SHORT EXERCISE -> Extend the article below on anti-submarine warfare and the Scorpene design leak, picking up right after its last sentence.

ARTICLE ->
++++++++++++++++++++

To appreciate fully the impact of the more than 22,000-page leak of design parameters of the French DCNS’ Scorpene submarines being built in India, one must first come to grips with the problem associated with combating modern conventional submarines such as the Scorpene.

Anti-submarine warfare

The aim of anti-submarine warfare (ASW) is to deny the enemy effective use of his submarines. This can be achieved by adopting tactical as well as material measures. The former is achieved through intelligence gathering, surveillance, detection and localising the submarine, before destroying it with stand-off weapons that permit the hunter to remain out of the kill range of the submarine.

It involves adopting doctrines for coordinated operations, setting up dispositions that inhibit freedom of submarine manoeuvre and tactics that trap it into a ‘destruction-zone.’ Material undertakings, on the other hand, are largely driven by advances in technology that keep platform design, sensors and weapons in a progressive state of change that enhance effectiveness in ASW operations. A marriage of intelligence, efficient tactics and resourceful doctrines, with capabilities of contemporary sensors and weapons, lie at the core of successful anti-submarine operations. Within this framework, for intuitive foreknowledge to be confirmed by information leakage boosts both probabilities of submarine detection, as well as destruction.

Anti-submarine operations begin with establishing a submarine probability area. This area is based on intelligence or on inputs from a wide area of surveillance networks, which include remote sensing satellites and sea-bed sensors, and indeed it may be based on electronic or capability indiscretions (surfacing, use of active sensors, communications and the like) of the target submarine. Then, the search phase, which involves a systematic and continuing investigation of the area, commences. The area may be demarcated to confirm the absence of a submarine or the search may be launched to locate and destroy it. In the latter instance it is centred on a datum (the last known position of a submarine, or suspected submarine, after contact has been lost) that is based on the last or best known position of the target submarine. The choice of scouts is determined by the search rate and the degree of vulnerability to submarine counteraction. For obvious reasons ‘time-late’ at datum is a critical factor that can enlarge the search area to an extent when probability of detection diminishes geometrically as it follows an inverse cube law.

++++++++++++++++++++

DATA EXCERPT ->
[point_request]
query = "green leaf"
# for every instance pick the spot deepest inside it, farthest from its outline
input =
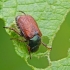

++++++++++++++++++++

THE RESULT ->
For this reason the preferred scouts for ASW are anti-submarine aircrafts using sensors such as sonars, sonobuoys, magnetic anomaly detectors, radar and infra-red sensors. Inherent in the detection concept is sensor ‘sweep width’, which uses a definite detection law — no probability of detection outside specified range capability, while targets within the specified range are detected with increasing probability.

Clearly, successful operations are critically founded on knowledge of enemy capabilities, the specification of adversary weapons and sensors, combat systems, acoustic signature, magnetic profile, and infra-red characteristics. Thoroughness of the search, technically termed as the ‘coverage factor,’ is heightened if operating parameters along with design features of the submarine, are known.

Planning an anti-submarine search is a complex craft. It is based on the search theory and the discipline of operations research, both of which were born at the same time and indeed share a common lineage: the necessity of securing the survival of allied naval shipping against submarine attacks during the second world war.

The passage of time has not changed the need, though ASW is conducted differently today than during the second world war. Search techniques used in ASW have potentially remained unchanged in concept, structure and application. Where changes are apparent, is in the use of advanced analysis methods and data processing systems using computers, wide-area networks and databases with provision for processing, identification and cueing located ashore. Target characteristics form an important consideration in modelling for simulation and combat preparation.

The first determination in planning and deploying ASW searchers is the probability of contact necessary for accomplishment of the mission, from which the coverage factor is obtained. Armed with this and knowing the sweep width of the sensor to be used, scouts are disposed at mathematically determined spacing and move along computed tracks such that early detection is rapidly followed by localisation and destruction.

This, theoretically, is how ASW works, but in the real hydrosphere many factors remain unknown. ASW is a complicated warfare discipline and proficiency can only develop through extensive simulation and training. Destroying a submarine is the hardest task in naval warfare; it can never be the submariners’ case to make this task easier.

Maintaining the veil

Somewhere nestled in those 22,000 compromised pages there is certainly a small section that outlines the Scorpene’s operating ‘tactical and technical parameters’, which is the distillate of all those many thousand folios. And herein lies the rub. We have noted the various considerations that go into an adversary mounting a search, localising and then prosecuting a submarine and how ready availability of specifications that answer these considerations largely increases the efficiency of the search-and-destroy operations. In addition, they provide critical inputs required for computer modelling, simulating the manoeuvring and operating characteristics of the Scorpene. All this simplifies classification and confirmation of a detected contact.

Even to the uninitiated reader it must now be substantially clear that what has been provided on a platter is the ability to generate a computer-based virtual reconstruction of the vessel. This ‘cybernetic Scorpene’ can be played with over and over again on a simulator in a variety of hydrological and meteorological scenarios till sensor operators and tacticians gain a very high degree of proficiency in recognising and fingerprinting the noise, magnetic, electromagnetic and infra-red signatures under all conditions of machinery loading across the entire spectrum of speeds and operating depths.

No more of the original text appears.